▸ **Exercise brief**:
A faithful copy of the entries is needed, one that leaves out the pictures.

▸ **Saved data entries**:
┄┄┄┄┄┄┄┄┄┄
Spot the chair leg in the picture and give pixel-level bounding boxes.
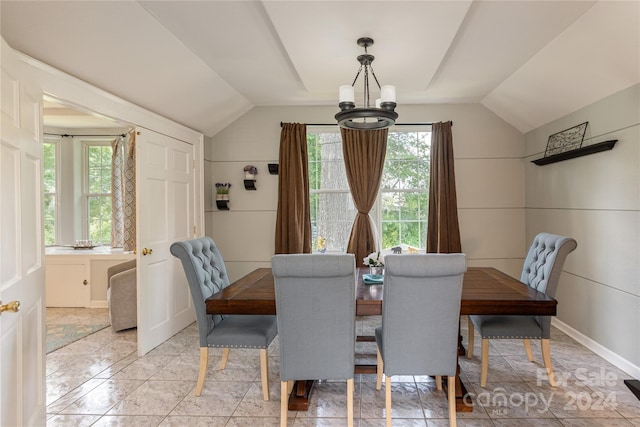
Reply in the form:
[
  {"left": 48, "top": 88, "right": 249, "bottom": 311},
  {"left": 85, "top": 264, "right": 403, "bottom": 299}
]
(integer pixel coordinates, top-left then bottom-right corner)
[
  {"left": 523, "top": 339, "right": 534, "bottom": 362},
  {"left": 220, "top": 347, "right": 230, "bottom": 369},
  {"left": 195, "top": 347, "right": 208, "bottom": 396},
  {"left": 260, "top": 348, "right": 270, "bottom": 400},
  {"left": 448, "top": 375, "right": 457, "bottom": 427},
  {"left": 480, "top": 339, "right": 489, "bottom": 387},
  {"left": 436, "top": 375, "right": 442, "bottom": 391},
  {"left": 541, "top": 339, "right": 557, "bottom": 386},
  {"left": 467, "top": 316, "right": 475, "bottom": 359},
  {"left": 280, "top": 381, "right": 288, "bottom": 427},
  {"left": 385, "top": 375, "right": 392, "bottom": 427},
  {"left": 347, "top": 378, "right": 354, "bottom": 427},
  {"left": 376, "top": 348, "right": 383, "bottom": 390}
]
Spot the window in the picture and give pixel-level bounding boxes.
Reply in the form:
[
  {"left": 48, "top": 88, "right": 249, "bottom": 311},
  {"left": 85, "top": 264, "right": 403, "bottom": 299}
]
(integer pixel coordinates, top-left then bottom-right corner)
[
  {"left": 43, "top": 139, "right": 58, "bottom": 245},
  {"left": 84, "top": 143, "right": 112, "bottom": 244},
  {"left": 308, "top": 128, "right": 430, "bottom": 253}
]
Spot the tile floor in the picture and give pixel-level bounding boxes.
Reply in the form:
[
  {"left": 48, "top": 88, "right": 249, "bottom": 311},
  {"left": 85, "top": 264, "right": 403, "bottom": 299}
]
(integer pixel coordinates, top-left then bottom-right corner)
[{"left": 46, "top": 308, "right": 640, "bottom": 426}]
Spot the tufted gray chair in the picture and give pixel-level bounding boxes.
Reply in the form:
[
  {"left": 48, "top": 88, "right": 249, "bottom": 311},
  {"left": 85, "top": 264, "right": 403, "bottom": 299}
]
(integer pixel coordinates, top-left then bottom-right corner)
[
  {"left": 272, "top": 254, "right": 356, "bottom": 427},
  {"left": 375, "top": 253, "right": 467, "bottom": 427},
  {"left": 170, "top": 237, "right": 277, "bottom": 399},
  {"left": 467, "top": 232, "right": 577, "bottom": 387}
]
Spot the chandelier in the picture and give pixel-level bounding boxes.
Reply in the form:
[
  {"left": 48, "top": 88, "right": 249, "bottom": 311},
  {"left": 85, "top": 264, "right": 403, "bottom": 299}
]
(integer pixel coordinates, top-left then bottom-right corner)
[{"left": 335, "top": 37, "right": 398, "bottom": 130}]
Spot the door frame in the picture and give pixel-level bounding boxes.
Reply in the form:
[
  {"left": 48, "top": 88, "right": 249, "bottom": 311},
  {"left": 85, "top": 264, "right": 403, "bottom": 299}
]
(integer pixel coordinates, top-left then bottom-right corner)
[{"left": 5, "top": 39, "right": 204, "bottom": 351}]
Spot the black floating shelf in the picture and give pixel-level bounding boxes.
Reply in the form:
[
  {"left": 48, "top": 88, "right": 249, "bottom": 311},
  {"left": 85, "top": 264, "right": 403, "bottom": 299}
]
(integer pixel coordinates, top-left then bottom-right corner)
[
  {"left": 532, "top": 140, "right": 617, "bottom": 166},
  {"left": 268, "top": 163, "right": 279, "bottom": 175},
  {"left": 244, "top": 179, "right": 256, "bottom": 190},
  {"left": 216, "top": 200, "right": 229, "bottom": 210}
]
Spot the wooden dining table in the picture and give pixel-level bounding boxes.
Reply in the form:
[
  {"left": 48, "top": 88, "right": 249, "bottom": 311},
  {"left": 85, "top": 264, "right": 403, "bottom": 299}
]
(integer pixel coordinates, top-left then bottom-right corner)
[{"left": 205, "top": 266, "right": 557, "bottom": 412}]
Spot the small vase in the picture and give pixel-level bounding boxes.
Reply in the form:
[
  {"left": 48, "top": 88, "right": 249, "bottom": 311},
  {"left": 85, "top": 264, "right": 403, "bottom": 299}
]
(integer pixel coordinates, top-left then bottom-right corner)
[
  {"left": 245, "top": 173, "right": 255, "bottom": 180},
  {"left": 369, "top": 266, "right": 384, "bottom": 276}
]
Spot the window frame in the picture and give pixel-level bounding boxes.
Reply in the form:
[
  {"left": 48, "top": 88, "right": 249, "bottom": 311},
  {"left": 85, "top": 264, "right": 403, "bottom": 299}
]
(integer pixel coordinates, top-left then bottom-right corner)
[
  {"left": 307, "top": 125, "right": 431, "bottom": 253},
  {"left": 81, "top": 138, "right": 113, "bottom": 244}
]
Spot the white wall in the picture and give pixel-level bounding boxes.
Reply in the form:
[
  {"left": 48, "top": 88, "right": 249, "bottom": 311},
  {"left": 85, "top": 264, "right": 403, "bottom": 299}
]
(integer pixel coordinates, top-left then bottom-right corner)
[
  {"left": 524, "top": 84, "right": 640, "bottom": 375},
  {"left": 206, "top": 103, "right": 526, "bottom": 282}
]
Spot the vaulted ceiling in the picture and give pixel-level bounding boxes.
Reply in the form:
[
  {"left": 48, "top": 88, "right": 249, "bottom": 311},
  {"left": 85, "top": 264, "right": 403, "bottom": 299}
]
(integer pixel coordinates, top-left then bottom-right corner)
[{"left": 2, "top": 1, "right": 638, "bottom": 137}]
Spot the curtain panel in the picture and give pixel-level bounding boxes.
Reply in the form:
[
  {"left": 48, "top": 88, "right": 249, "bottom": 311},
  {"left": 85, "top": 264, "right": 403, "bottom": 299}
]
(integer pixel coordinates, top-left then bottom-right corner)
[
  {"left": 275, "top": 123, "right": 312, "bottom": 254},
  {"left": 123, "top": 130, "right": 137, "bottom": 252},
  {"left": 426, "top": 121, "right": 461, "bottom": 253},
  {"left": 111, "top": 130, "right": 137, "bottom": 251},
  {"left": 111, "top": 136, "right": 125, "bottom": 248},
  {"left": 341, "top": 128, "right": 388, "bottom": 264}
]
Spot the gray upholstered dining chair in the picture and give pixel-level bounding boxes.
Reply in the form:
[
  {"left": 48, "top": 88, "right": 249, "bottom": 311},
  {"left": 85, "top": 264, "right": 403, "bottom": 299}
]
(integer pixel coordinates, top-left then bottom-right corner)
[
  {"left": 467, "top": 232, "right": 577, "bottom": 387},
  {"left": 375, "top": 253, "right": 466, "bottom": 427},
  {"left": 272, "top": 254, "right": 356, "bottom": 427},
  {"left": 170, "top": 237, "right": 277, "bottom": 400}
]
┄┄┄┄┄┄┄┄┄┄
▸ **Completed task**:
Spot the chair leg in the picture and give pixel-level bounding boxes.
Reply in the form:
[
  {"left": 48, "top": 88, "right": 249, "bottom": 311},
  {"left": 85, "top": 264, "right": 403, "bottom": 299}
]
(integer pixel coordinates, top-left then bottom-right corner)
[
  {"left": 523, "top": 339, "right": 534, "bottom": 362},
  {"left": 220, "top": 347, "right": 230, "bottom": 369},
  {"left": 195, "top": 347, "right": 208, "bottom": 396},
  {"left": 260, "top": 348, "right": 270, "bottom": 400},
  {"left": 448, "top": 375, "right": 457, "bottom": 427},
  {"left": 480, "top": 339, "right": 489, "bottom": 387},
  {"left": 436, "top": 375, "right": 442, "bottom": 391},
  {"left": 541, "top": 339, "right": 557, "bottom": 386},
  {"left": 467, "top": 316, "right": 475, "bottom": 359},
  {"left": 280, "top": 381, "right": 288, "bottom": 427},
  {"left": 385, "top": 375, "right": 392, "bottom": 427},
  {"left": 347, "top": 378, "right": 354, "bottom": 427},
  {"left": 376, "top": 348, "right": 383, "bottom": 390}
]
Spot the window in the picture and give pixel-level bounding boxes.
Reply in the form:
[
  {"left": 48, "top": 88, "right": 249, "bottom": 311},
  {"left": 85, "top": 264, "right": 403, "bottom": 299}
]
(integer pixel coordinates, top-left then bottom-right corner)
[
  {"left": 43, "top": 139, "right": 58, "bottom": 245},
  {"left": 84, "top": 143, "right": 112, "bottom": 244},
  {"left": 308, "top": 128, "right": 430, "bottom": 253}
]
Spot the tile floor in the picture and give pixel-level bounding boxes.
Reply in the form:
[
  {"left": 48, "top": 88, "right": 249, "bottom": 311},
  {"left": 85, "top": 264, "right": 403, "bottom": 299}
]
(integer pixel coordinates, top-left then bottom-right corner)
[{"left": 46, "top": 308, "right": 640, "bottom": 426}]
Spot the tufted gray chair in the picture and give pixel-level bounding boxes.
Reply in the form:
[
  {"left": 48, "top": 88, "right": 249, "bottom": 311},
  {"left": 85, "top": 264, "right": 403, "bottom": 299}
]
(integer pixel coordinates, top-left then bottom-right corner)
[
  {"left": 272, "top": 254, "right": 356, "bottom": 427},
  {"left": 375, "top": 253, "right": 467, "bottom": 427},
  {"left": 170, "top": 237, "right": 277, "bottom": 399},
  {"left": 467, "top": 232, "right": 577, "bottom": 387}
]
Spot the chandelier in the picture and give pixel-level bounding boxes.
Reply in the form:
[
  {"left": 48, "top": 88, "right": 249, "bottom": 311},
  {"left": 85, "top": 264, "right": 403, "bottom": 299}
]
(integer pixel coordinates, top-left then bottom-right corner)
[{"left": 335, "top": 37, "right": 398, "bottom": 130}]
Spot the door frame in the picture and give pixel-level bounding boxes.
Reply in the form:
[
  {"left": 48, "top": 88, "right": 249, "bottom": 311},
  {"left": 85, "top": 264, "right": 403, "bottom": 299}
]
(integer pixel coordinates, top-left then bottom-right corner)
[{"left": 5, "top": 39, "right": 204, "bottom": 351}]
Spot the black floating shelf in the picture and give pixel-level bounding boxes.
Reply in the form:
[
  {"left": 48, "top": 88, "right": 249, "bottom": 311},
  {"left": 85, "top": 264, "right": 403, "bottom": 299}
]
(integer pixel coordinates, top-left then bottom-right corner)
[
  {"left": 532, "top": 140, "right": 617, "bottom": 166},
  {"left": 268, "top": 163, "right": 279, "bottom": 175},
  {"left": 244, "top": 179, "right": 256, "bottom": 190},
  {"left": 216, "top": 200, "right": 229, "bottom": 210}
]
Spot the wooden dining table in the picture and give pixel-level bounding boxes.
Reply in the form:
[
  {"left": 48, "top": 88, "right": 249, "bottom": 311},
  {"left": 85, "top": 264, "right": 403, "bottom": 299}
]
(integer pixel coordinates, top-left then bottom-right corner)
[{"left": 205, "top": 266, "right": 557, "bottom": 412}]
Spot the small vase in the picture and give pixel-level bounding boxes.
Reply in the form:
[
  {"left": 48, "top": 88, "right": 249, "bottom": 311},
  {"left": 85, "top": 264, "right": 403, "bottom": 299}
]
(integer pixel coordinates, top-left then bottom-right corner)
[
  {"left": 245, "top": 173, "right": 255, "bottom": 180},
  {"left": 369, "top": 266, "right": 384, "bottom": 276}
]
Spot the window frame in the picture and give pixel-level bounding boxes.
Reply in the form:
[
  {"left": 48, "top": 88, "right": 249, "bottom": 311},
  {"left": 85, "top": 264, "right": 403, "bottom": 299}
]
(integer pixel coordinates, top-left then bottom-right corner)
[
  {"left": 307, "top": 125, "right": 431, "bottom": 253},
  {"left": 81, "top": 138, "right": 113, "bottom": 244}
]
Spot the white wall in the picture and give pixel-level bounding boxes.
Reply in the form:
[
  {"left": 48, "top": 88, "right": 249, "bottom": 311},
  {"left": 85, "top": 264, "right": 403, "bottom": 299}
]
(integer pixel coordinates, top-left then bottom-right corner)
[
  {"left": 524, "top": 84, "right": 640, "bottom": 375},
  {"left": 206, "top": 103, "right": 526, "bottom": 282}
]
Spot the vaulted ceiling in the picture and give pixel-level bounding boxes.
Reply in the form:
[
  {"left": 48, "top": 88, "right": 249, "bottom": 311},
  {"left": 85, "top": 264, "right": 403, "bottom": 299}
]
(integer pixel coordinates, top-left then bottom-right corner)
[{"left": 2, "top": 1, "right": 638, "bottom": 137}]
Spot the curtain panel in the picture and give pixel-level bounding boxes.
Reply in the form:
[
  {"left": 48, "top": 88, "right": 249, "bottom": 311},
  {"left": 85, "top": 264, "right": 403, "bottom": 299}
]
(integer pixel coordinates, top-left then bottom-right corner)
[
  {"left": 275, "top": 123, "right": 312, "bottom": 254},
  {"left": 123, "top": 130, "right": 137, "bottom": 252},
  {"left": 426, "top": 121, "right": 461, "bottom": 253},
  {"left": 111, "top": 130, "right": 137, "bottom": 251},
  {"left": 111, "top": 136, "right": 125, "bottom": 248},
  {"left": 341, "top": 128, "right": 388, "bottom": 264}
]
Spot the gray upholstered dining chair in the picture and give pixel-level bounding boxes.
Reply in the form:
[
  {"left": 48, "top": 88, "right": 249, "bottom": 311},
  {"left": 85, "top": 264, "right": 403, "bottom": 299}
]
(integer pixel coordinates, top-left then bottom-right corner)
[
  {"left": 467, "top": 232, "right": 577, "bottom": 387},
  {"left": 375, "top": 253, "right": 466, "bottom": 427},
  {"left": 272, "top": 254, "right": 356, "bottom": 427},
  {"left": 170, "top": 237, "right": 277, "bottom": 400}
]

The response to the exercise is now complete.